*TRAVAIL À RÉALISER:* Veuillez extraire de l'extrait sur l'indécision le passage allant de « Même analyse pour » jusqu'à « Prudence, consensus, recul... » inclus, en le recopiant mot pour mot.

*EXTRAIT:*
═══

Même analyse pour le psychanalyste Jean-Pierre Winter (2), pour lequel la figure de l'indécis est symbolisée par Hamlet, qui doit venger son père et tergiverse... «L'indécis a peur de perdre et de se perdre. Il veut être aimé de tous. Et en ne décidant pas, il conserve l'illusion d'une toute-puissance, d'une infaillibilité.»

Prudence, consensus, recul...

Voilà pour les caractéristiques de l'indécis. Notre Président relèverait-il de cette catégorie? «Je crois que nous avons un Président plus conciliateur que décideur, analyse le psychanalyste Jean-Pierre Friedman (3). Dès son enfance, il a été formé à atténuer les conflits entre une mère de gauche et un père de droite. Aujourd'hui, il se trouve dans une situation où il doit concilier l'inconciliable, les impératifs économiques et les exigences de ses électeurs, et il continue dans cette trajectoire. Cette façon d'agir n'est pas forcément la plus mauvaise dans la poudrière où la France se trouve. S'il prenait des décisions rapides, les réactions pourraient l'obliger à se dédire, ce qui serait du plus mauvais effet.» S'agit-il donc de prudence, de recherche du consensus, d'un impérieux besoin de recul pour ne pas confondre vitesse et précipitation? C'est l'analyse de Jean-Claude Liaudet (4), pour qui son attitude consiste à trouver les solutions en menant la réflexion avec tous les acteurs sociaux, en consultant avant de décider. «Sa soi-disant indécision est peut-être pure interprétation de ses opposants à partir de maladresses de communication.» Tel n'est pas le ressenti de Jean-Pierre Winter, pour qui cette stratégie du compromis a sans doute été efficace lorsqu'il dirigeait le Parti socialiste et devait concilier ses diverses tendances, mais s'applique plus difficilement à la direction d'un État. «Diriger un pays n'est pas diriger un parti. Si le chef de l'État se doit d'être consensuel, il lui faut néanmoins prendre des décisions et agir. Et l'indécision, qu'en termes analytiques j'appelle inhibition, me semble une erreur de stratégie.»

═══

*DONNÉES EXTRAITES:*
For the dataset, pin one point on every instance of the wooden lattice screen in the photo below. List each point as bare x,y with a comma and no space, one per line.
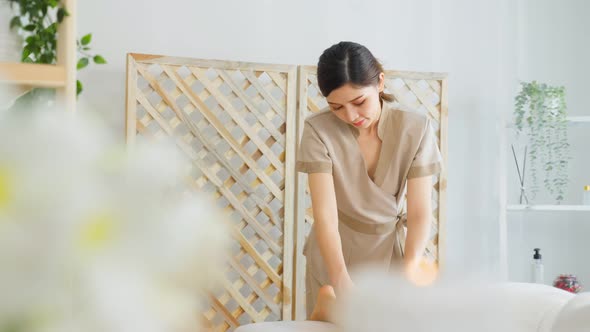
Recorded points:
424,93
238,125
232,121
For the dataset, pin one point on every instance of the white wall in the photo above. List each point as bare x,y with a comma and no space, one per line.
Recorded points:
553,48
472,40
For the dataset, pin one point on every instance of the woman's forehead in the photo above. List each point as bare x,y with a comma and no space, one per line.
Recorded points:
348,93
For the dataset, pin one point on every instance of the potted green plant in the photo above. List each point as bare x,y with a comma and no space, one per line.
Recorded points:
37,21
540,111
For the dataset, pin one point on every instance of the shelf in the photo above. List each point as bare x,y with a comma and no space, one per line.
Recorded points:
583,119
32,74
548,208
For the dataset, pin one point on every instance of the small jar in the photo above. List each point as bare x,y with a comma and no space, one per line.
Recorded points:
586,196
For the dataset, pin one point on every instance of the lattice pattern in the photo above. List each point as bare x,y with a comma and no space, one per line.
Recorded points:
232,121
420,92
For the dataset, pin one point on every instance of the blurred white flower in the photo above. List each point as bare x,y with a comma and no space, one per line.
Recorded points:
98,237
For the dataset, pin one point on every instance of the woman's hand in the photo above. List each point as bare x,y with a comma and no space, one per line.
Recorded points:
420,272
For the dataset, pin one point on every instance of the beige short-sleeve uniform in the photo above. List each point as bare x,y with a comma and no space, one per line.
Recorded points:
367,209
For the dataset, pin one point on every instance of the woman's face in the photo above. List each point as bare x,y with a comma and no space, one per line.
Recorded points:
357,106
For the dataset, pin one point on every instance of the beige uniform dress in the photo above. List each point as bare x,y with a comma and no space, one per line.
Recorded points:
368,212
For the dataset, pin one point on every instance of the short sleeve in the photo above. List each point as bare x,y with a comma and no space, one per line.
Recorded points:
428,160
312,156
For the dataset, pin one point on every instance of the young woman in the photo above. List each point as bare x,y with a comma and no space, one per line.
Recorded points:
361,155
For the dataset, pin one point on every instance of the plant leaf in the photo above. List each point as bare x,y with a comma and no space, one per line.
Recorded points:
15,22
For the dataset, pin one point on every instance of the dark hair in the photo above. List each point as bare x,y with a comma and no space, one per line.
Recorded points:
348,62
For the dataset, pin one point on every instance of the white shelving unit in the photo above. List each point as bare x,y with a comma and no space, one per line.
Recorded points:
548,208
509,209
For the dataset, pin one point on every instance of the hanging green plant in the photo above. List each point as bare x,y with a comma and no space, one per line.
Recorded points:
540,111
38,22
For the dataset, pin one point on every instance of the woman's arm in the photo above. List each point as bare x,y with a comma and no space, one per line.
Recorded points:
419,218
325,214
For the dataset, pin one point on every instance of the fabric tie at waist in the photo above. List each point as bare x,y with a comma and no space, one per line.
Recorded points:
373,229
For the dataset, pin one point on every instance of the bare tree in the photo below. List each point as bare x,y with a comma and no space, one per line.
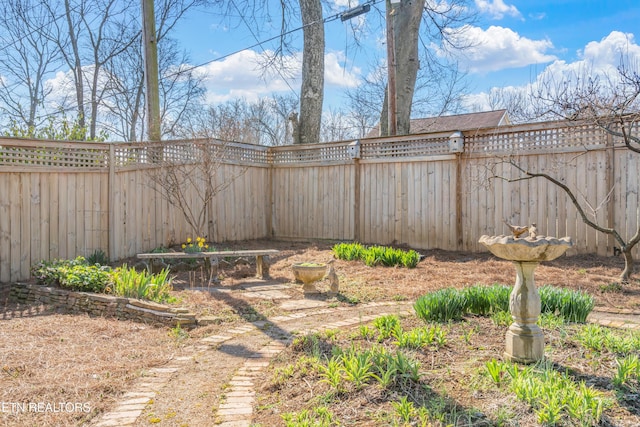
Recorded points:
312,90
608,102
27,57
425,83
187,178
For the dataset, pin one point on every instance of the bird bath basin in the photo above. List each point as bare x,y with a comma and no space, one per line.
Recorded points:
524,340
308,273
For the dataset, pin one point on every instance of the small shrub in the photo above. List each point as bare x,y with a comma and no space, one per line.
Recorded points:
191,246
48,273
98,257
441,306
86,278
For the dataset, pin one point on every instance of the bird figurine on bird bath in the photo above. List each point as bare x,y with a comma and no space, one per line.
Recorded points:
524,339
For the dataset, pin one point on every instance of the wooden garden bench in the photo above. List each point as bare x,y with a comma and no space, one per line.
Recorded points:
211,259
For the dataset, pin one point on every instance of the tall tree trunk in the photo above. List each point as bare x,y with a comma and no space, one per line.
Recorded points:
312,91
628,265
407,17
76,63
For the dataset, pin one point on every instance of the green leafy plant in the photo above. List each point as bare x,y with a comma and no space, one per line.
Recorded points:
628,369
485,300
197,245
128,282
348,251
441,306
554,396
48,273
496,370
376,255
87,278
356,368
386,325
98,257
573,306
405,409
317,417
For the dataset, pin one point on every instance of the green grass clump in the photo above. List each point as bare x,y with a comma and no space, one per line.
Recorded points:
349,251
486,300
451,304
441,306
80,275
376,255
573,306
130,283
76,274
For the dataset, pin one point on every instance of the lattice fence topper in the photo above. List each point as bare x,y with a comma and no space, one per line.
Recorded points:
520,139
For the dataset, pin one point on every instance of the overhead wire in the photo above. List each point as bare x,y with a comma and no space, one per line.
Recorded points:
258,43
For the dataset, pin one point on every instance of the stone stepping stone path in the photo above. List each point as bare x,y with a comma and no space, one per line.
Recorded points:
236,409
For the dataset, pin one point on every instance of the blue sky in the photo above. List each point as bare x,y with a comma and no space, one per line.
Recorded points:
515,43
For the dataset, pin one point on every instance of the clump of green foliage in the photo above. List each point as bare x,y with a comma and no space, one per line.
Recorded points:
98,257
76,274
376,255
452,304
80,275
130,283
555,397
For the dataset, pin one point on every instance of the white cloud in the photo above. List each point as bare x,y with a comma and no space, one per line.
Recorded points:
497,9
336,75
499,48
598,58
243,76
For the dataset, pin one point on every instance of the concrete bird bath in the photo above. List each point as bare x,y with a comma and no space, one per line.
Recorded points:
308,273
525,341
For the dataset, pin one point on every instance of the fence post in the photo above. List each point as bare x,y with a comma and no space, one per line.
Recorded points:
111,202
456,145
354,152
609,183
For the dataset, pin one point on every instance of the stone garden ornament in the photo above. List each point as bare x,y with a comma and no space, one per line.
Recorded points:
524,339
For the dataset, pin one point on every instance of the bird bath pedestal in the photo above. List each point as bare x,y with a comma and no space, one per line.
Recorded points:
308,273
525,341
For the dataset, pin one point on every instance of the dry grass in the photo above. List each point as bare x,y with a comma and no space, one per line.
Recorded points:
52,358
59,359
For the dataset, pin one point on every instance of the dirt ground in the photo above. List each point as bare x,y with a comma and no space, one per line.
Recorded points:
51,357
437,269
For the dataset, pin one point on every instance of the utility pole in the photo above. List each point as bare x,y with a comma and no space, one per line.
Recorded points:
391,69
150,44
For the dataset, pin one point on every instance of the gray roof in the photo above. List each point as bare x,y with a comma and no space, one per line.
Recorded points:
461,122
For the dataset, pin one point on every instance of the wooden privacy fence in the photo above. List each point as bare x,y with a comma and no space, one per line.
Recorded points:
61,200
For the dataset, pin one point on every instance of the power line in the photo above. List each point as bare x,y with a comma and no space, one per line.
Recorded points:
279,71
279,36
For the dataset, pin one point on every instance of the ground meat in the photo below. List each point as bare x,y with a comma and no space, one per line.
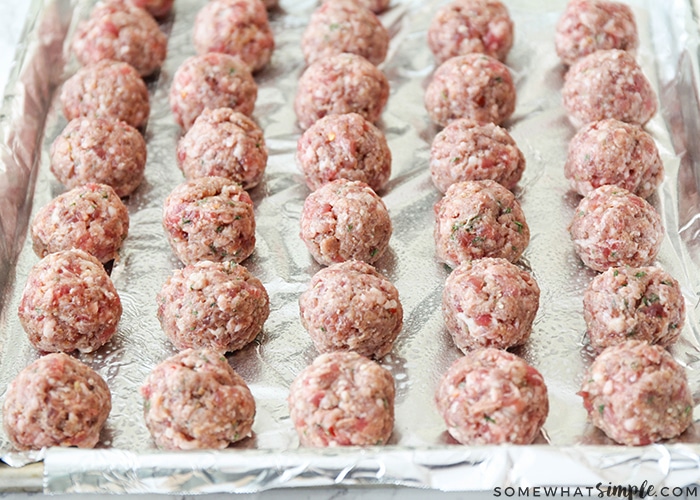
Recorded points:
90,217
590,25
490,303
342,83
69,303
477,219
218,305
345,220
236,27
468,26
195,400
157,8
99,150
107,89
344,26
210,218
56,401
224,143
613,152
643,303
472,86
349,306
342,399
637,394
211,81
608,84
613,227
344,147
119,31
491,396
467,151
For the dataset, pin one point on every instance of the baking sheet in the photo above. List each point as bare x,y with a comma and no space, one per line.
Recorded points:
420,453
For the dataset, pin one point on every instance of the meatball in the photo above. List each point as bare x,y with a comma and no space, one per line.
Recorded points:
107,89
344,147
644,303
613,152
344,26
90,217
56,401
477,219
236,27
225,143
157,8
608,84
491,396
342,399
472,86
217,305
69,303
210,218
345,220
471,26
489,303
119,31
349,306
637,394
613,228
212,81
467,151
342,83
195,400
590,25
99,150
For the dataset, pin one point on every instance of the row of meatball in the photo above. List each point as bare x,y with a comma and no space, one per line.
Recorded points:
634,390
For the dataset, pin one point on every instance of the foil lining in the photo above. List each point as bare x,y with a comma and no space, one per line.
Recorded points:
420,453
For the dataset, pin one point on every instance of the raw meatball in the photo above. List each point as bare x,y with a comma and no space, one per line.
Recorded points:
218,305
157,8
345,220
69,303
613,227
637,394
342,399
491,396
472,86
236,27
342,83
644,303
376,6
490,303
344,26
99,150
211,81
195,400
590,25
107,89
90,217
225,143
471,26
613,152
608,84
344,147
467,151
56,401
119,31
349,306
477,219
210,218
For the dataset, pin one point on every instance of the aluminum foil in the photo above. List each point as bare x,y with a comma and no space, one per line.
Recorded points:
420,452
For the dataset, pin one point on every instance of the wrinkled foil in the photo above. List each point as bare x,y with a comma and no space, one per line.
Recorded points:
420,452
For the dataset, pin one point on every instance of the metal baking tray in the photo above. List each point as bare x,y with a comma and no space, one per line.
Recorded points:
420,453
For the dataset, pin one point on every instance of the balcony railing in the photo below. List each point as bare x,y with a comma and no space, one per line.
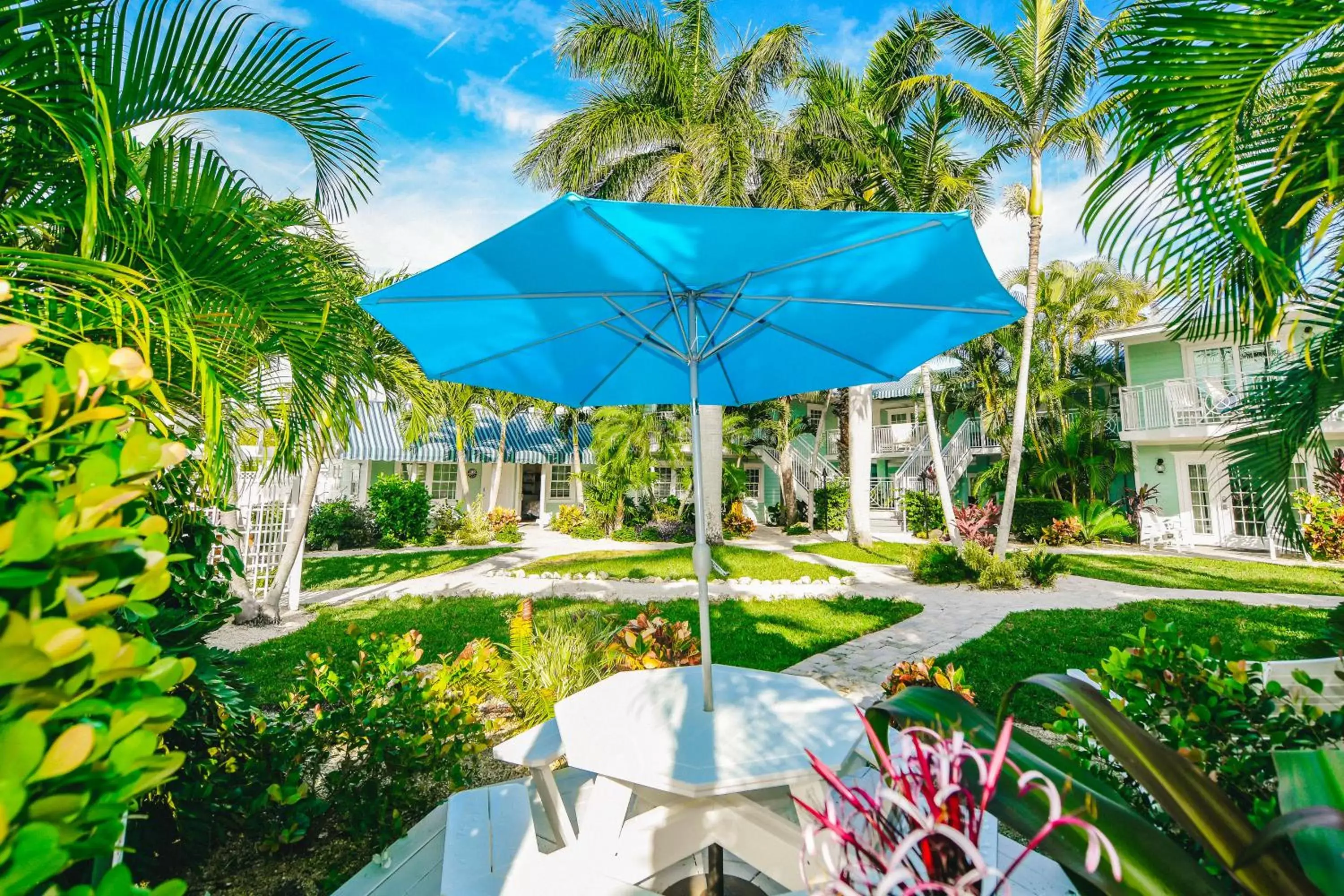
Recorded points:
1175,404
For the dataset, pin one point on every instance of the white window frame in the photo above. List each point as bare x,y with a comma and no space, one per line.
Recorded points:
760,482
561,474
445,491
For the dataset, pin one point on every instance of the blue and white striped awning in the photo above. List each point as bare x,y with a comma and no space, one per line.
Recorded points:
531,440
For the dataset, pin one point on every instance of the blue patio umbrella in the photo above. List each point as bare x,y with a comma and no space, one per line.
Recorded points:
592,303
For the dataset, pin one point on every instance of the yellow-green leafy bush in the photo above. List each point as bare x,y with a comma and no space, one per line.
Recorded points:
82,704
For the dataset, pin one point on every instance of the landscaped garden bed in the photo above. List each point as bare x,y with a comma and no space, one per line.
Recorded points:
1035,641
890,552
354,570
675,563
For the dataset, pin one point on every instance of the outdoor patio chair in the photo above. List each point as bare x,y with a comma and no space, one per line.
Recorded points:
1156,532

═══

*ESPACE RÉPONSE:*
Même analyse pour le psychanalyste Jean-Pierre Winter (2), pour lequel la figure de l'indécis est symbolisée par Hamlet, qui doit venger son père et tergiverse... «L'indécis a peur de perdre et de se perdre. Il veut être aimé de tous. Et en ne décidant pas, il conserve l'illusion d'une toute-puissance, d'une infaillibilité.»

Prudence, consensus, recul...